WHAT YOU ARE ASKED TO DO —
Rewrite the records below as a JSON list of strings with one string per line, omitting any blank lines.

* start EXERCISE DATA *

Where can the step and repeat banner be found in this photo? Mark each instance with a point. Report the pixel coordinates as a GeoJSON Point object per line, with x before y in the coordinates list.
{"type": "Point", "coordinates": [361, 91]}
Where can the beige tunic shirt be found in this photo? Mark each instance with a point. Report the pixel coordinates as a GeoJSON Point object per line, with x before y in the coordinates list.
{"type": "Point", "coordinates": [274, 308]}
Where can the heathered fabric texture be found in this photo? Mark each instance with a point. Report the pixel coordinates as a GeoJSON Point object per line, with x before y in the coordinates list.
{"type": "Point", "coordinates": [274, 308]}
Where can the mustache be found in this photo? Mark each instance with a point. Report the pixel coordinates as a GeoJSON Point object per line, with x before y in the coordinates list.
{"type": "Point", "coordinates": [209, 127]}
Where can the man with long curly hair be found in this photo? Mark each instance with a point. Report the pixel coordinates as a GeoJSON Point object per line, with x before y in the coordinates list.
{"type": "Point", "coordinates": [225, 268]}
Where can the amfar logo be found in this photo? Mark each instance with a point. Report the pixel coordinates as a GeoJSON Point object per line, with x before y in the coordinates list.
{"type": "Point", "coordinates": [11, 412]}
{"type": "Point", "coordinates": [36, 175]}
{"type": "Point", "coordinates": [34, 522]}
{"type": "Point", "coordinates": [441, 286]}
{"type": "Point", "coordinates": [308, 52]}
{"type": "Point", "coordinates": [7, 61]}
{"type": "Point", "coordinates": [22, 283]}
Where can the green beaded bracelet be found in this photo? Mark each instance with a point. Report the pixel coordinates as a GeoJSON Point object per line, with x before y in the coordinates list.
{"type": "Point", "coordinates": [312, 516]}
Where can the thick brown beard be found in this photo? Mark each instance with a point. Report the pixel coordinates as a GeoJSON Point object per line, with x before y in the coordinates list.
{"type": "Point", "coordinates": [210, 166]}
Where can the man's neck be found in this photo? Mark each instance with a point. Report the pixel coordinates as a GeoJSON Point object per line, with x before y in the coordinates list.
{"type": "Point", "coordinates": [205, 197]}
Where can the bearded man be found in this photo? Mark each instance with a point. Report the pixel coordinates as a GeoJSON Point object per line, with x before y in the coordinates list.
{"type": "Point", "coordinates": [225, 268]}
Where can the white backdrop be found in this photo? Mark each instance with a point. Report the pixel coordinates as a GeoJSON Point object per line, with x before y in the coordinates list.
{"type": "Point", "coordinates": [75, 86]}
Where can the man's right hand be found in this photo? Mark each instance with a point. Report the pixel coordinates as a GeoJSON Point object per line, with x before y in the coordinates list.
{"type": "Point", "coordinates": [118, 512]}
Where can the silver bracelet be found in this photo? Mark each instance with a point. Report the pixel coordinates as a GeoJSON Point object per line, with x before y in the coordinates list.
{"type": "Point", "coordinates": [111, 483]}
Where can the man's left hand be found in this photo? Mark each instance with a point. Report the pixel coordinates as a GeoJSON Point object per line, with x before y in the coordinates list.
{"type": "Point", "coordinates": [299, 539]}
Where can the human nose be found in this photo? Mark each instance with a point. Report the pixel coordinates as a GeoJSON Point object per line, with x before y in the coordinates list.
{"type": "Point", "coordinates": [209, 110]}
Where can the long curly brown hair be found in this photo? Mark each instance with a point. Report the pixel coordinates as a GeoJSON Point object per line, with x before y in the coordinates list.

* end EXERCISE DATA *

OUTPUT FOR THIS EXERCISE —
[
  "Where can the step and repeat banner be found in this photo? Mark each instance with a point. Report the pixel coordinates as a GeoJSON Point object per line, with x before y in the coordinates list.",
  "{\"type\": \"Point\", \"coordinates\": [361, 91]}",
  "Where can the beige tunic shirt be found in this photo? Mark each instance with a point. Report the pixel coordinates as a GeoJSON Point object per line, with x before y in the coordinates list.",
  "{\"type\": \"Point\", \"coordinates\": [274, 308]}",
  "Where can the heathered fabric texture be found in this photo? Mark each instance with a point. Report the pixel coordinates as a GeoJSON Point object per line, with x before y in the coordinates list.",
  "{\"type\": \"Point\", \"coordinates\": [274, 308]}",
  "Where can the mustache be found in this photo? Mark each instance with a point. Report the pixel coordinates as a GeoJSON Point object per line, with x before y in the coordinates list.",
  "{\"type\": \"Point\", \"coordinates\": [209, 127]}",
  "Where can the man with long curly hair be found in this photo? Mark each instance with a point. Report the pixel coordinates as a GeoJSON Point object per line, with x before y in the coordinates list.",
  "{\"type\": \"Point\", \"coordinates\": [225, 268]}",
  "Where can the amfar logo be found in this photo? Mark each instance with a point. Report the pixel coordinates as a GeoJSON Point object per line, with x before y in the coordinates list.",
  "{\"type\": \"Point\", \"coordinates\": [11, 412]}",
  "{\"type\": \"Point\", \"coordinates\": [36, 175]}",
  "{\"type\": \"Point\", \"coordinates\": [34, 522]}",
  "{\"type\": \"Point\", \"coordinates\": [441, 286]}",
  "{\"type\": \"Point\", \"coordinates\": [308, 52]}",
  "{\"type\": \"Point\", \"coordinates\": [7, 61]}",
  "{\"type\": \"Point\", \"coordinates\": [22, 283]}",
  "Where can the green beaded bracelet be found in this photo? Mark each instance with a point. Report the pixel coordinates as a GeoJSON Point object per line, with x before y in the coordinates list.",
  "{\"type\": \"Point\", \"coordinates\": [312, 516]}",
  "Where can the thick brown beard be found in this photo? Mark each instance with a point. Report the pixel coordinates as a GeoJSON Point object per line, with x before y in the coordinates list.",
  "{\"type\": \"Point\", \"coordinates\": [210, 166]}",
  "Where can the man's neck be found in this photo? Mark each instance with a point. Report the pixel coordinates as a GeoJSON Point object per line, with x before y in the coordinates list.",
  "{\"type\": \"Point\", \"coordinates\": [205, 197]}",
  "Where can the bearded man be found in this photo? Mark each instance with a point. Report the pixel coordinates as a GeoJSON Point object per line, with x before y in the coordinates list.",
  "{\"type\": \"Point\", \"coordinates\": [225, 268]}",
  "Where can the white backdrop be found in this photo? Mark each instance with a point. Report the pixel coordinates as a GeoJSON Point object per line, with x before y in the coordinates list.",
  "{\"type\": \"Point\", \"coordinates\": [75, 86]}",
  "Where can the man's right hand be found in this photo? Mark each instance with a point. Report the pixel coordinates as a GeoJSON Point object per line, with x before y in the coordinates list.",
  "{\"type\": \"Point\", \"coordinates\": [118, 512]}",
  "Where can the silver bracelet be found in this photo? Mark each instance with a point. Report the pixel coordinates as a GeoJSON Point object per line, with x before y in the coordinates list.",
  "{\"type\": \"Point\", \"coordinates\": [111, 483]}",
  "Where can the man's left hand be found in this photo? Mark each instance with a point. Report the pixel coordinates as a GeoJSON Point object per line, with x before y in the coordinates list.",
  "{\"type\": \"Point\", \"coordinates\": [299, 539]}",
  "Where can the human nose be found in this photo? Mark each instance with a point. Report the pixel coordinates as a GeoJSON Point object per line, with x before y in the coordinates list.",
  "{\"type\": \"Point\", \"coordinates\": [209, 110]}",
  "Where can the long curly brown hair be found in this photo? Mark each instance with a point. Report the pixel coordinates as a GeoJSON Point object per line, with x before y in the coordinates list."
]